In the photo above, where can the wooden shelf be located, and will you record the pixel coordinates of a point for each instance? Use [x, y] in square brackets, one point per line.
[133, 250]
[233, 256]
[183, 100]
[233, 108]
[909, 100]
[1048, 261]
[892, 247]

◆ ◆ ◆

* **WORK TASK**
Set down all of the entries exactly, please.

* **SOLUTION BELOW**
In the photo above, where can the wooden shelf be located, and will you record the pixel coordinates of a point for each instance? Use [x, y] in square brackets, one point per line.
[133, 250]
[233, 256]
[183, 100]
[233, 108]
[909, 100]
[1048, 261]
[892, 247]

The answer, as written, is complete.